» **Travail demandé**
1. Expliquez, d'après l'extrait choisi, pour quelle raison le site publie l'article d'Aldo Maria Valli.
2. Indiquez, selon l'extrait choisi, l'article dont part la réflexion d'Aldo Maria Valli.
3. Reprenez l'extrait choisi sur la « navigation » de Mgr Viganò à l'endroit où il s'arrête et prolongez-le.

» **Extrait choisi**
◆ ◆ ◆ ◆ ◆ ◆ ◆

Dans le cadre de notre rubrique sur « l’affaire Viganò », nous publions aujourd’hui cet article de réflexions paru sur le blog d’Aldo Maria Valli, Duc in Altum. Intitulé Vous avez des doutes sur la navigation de Viganò ? voici traduits en français Quelques avis du bateau Duc in altum (en s’inspirant d’un article de Roberto de Mattei).

Un article du journaliste et vaticaniste Aldo Maria Valli sur la « navigation » de Mgr Viganò

Le journaliste et vaticaniste Aldo Maria Valli a récemment publié, sur son blog Duc in Altum, un article de réflexions sur la « navigation » de Mgr Viganò, en partant d’un article du professeur Roberto de Mattei, connu pour être un défenseur conservateur de la Tradition. Monsieur Valli rappelle quelques faits concernant le parcours de Mgr Vigano et corrige certains présupposés concernant la position actuelle de l’archevêque italien. A lire pour comprendre la « navigation » de l’ancien Nonce Apostolique.

◆ ◆ ◆ ◆ ◆ ◆ ◆

» **Contours de zones étiquetées**
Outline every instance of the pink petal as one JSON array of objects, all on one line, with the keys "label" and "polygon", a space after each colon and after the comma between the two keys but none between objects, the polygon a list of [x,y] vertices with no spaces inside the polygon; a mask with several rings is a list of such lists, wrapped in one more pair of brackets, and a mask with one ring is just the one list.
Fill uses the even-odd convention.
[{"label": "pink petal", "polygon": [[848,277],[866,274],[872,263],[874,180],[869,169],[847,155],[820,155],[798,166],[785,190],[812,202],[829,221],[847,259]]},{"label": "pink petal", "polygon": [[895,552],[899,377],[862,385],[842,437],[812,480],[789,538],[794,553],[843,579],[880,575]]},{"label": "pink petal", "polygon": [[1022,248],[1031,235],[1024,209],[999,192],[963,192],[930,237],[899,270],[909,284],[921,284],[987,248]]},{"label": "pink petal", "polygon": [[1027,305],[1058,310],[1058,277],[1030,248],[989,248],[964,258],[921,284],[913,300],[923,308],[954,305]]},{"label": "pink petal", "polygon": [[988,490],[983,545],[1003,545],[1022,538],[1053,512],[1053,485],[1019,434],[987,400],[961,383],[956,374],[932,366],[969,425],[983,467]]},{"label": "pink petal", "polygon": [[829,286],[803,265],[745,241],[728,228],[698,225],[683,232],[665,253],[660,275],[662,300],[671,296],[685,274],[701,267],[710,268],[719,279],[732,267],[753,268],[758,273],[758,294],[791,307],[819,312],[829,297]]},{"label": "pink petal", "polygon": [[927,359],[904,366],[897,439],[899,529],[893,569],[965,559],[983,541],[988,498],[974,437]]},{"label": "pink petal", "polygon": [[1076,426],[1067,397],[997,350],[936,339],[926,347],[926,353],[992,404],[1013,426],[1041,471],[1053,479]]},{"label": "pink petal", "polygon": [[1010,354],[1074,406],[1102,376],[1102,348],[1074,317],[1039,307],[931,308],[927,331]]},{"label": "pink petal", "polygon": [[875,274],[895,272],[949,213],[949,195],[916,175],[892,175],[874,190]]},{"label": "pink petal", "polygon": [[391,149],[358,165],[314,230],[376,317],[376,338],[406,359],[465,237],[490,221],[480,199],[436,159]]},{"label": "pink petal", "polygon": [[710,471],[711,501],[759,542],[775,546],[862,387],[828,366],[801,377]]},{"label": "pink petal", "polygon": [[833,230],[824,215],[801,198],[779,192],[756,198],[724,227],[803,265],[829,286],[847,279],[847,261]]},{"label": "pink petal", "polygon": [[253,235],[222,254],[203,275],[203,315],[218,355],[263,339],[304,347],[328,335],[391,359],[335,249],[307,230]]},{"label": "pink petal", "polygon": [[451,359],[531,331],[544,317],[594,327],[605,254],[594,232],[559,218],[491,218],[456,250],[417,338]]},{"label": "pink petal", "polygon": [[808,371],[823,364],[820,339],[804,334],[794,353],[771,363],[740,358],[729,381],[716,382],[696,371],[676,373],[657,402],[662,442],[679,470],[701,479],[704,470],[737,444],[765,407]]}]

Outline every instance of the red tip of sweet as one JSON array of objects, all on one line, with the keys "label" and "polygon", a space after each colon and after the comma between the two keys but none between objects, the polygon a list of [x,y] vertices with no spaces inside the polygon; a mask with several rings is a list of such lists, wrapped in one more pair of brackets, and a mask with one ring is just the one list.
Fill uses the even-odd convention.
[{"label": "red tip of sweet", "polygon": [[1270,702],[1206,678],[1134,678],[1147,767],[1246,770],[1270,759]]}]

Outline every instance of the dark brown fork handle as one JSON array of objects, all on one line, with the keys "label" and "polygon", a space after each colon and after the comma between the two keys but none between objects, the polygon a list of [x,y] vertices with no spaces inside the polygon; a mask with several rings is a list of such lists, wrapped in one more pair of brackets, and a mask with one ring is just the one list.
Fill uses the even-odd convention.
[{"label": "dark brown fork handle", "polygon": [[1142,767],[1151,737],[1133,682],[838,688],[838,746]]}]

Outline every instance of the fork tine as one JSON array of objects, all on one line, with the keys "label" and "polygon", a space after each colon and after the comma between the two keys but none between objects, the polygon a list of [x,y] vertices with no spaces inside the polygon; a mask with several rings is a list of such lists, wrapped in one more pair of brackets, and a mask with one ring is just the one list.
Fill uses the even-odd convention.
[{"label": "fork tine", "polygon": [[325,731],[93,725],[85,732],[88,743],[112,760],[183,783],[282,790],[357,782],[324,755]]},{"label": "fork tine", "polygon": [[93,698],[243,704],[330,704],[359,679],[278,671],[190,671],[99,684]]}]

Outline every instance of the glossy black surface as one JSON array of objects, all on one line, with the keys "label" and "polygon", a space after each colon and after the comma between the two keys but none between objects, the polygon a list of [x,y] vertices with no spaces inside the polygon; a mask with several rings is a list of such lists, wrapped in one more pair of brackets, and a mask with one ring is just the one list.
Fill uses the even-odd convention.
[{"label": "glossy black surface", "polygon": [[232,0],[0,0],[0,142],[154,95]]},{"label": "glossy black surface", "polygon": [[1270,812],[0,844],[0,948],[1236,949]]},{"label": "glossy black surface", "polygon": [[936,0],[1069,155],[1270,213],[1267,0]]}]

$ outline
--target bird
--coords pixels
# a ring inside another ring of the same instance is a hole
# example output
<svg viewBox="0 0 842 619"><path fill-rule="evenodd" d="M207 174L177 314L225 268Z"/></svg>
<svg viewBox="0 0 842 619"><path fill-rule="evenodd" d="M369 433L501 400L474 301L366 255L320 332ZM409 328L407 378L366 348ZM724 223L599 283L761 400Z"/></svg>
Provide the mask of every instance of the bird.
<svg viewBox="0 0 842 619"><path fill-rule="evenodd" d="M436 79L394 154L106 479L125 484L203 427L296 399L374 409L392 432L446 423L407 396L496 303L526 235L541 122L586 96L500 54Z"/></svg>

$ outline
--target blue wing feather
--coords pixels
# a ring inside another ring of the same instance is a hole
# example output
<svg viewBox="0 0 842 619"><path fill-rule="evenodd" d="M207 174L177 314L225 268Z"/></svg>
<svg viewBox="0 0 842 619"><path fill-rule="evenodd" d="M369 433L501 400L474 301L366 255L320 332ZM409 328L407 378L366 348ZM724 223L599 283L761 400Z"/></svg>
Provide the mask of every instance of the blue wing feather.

◆ ◆ ◆ ◆ ◆ ◆ ◆

» **Réponses par consigne**
1. Le site publie cet article dans le cadre de sa rubrique consacrée à « l'affaire Viganò ».

2. Elle part d'un article du professeur Roberto de Mattei.

3.
« Je lis toujours avec intérêt les contributions du professeur Roberto de Mattei, encore plus lorsqu’elles concernent des sujets qui me passionnent, comme dans le cas des derniers développements de l’affaire qui met au centre Mgr Viganò, convoqué par le Dicastère pour la Doctrine de la Foi pour répondre à l’accusation de crime de schisme. Je fais référence en particulier à son discours Les derniers développements de l’affaire Viganò : que penser, publié dans Corrispondenza romana.

« Comme on le sait, après avoir reçu une invitation générique par courrier électronique, Monseigneur a fait savoir publiquement qu’il n’avait pas la moindre intention de participer à la procédure judiciaire à son encontre. Après quoi l’archevêque a également écrit un fort J’accuse dans lequel, infirmant l’accusation portée contre lui, il écrit entre autres : « Devant mes Confrères dans l’Épiscopat et devant tout le corps ecclésial, j’accuse Jorge Mario Bergoglio d’hérésie et de schisme, et en tant qu’hérétique et schismatique, je demande qu’il soit jugé et destitué du Trône qu’il occupe indignement depuis plus de onze ans. Cela ne contredit en rien l’adage Prima Sedes a nemine judicatur, car il est évident qu’un hérétique, parce qu’il est incapable d’assumer la Papauté, n’est pas au-dessus des Prélats qui le jugent. »

La position claire de Mgr Viganò

« La position de Mgr Viganò, comme le souligne de Mattei lui-même, ne pourrait pas être plus claire à ce stade. Il ne reconnaît pas l’autorité du tribunal qui prétend le juger, ni du préfet du Dicastère pour la doctrine de la foi, ni de Bergoglio.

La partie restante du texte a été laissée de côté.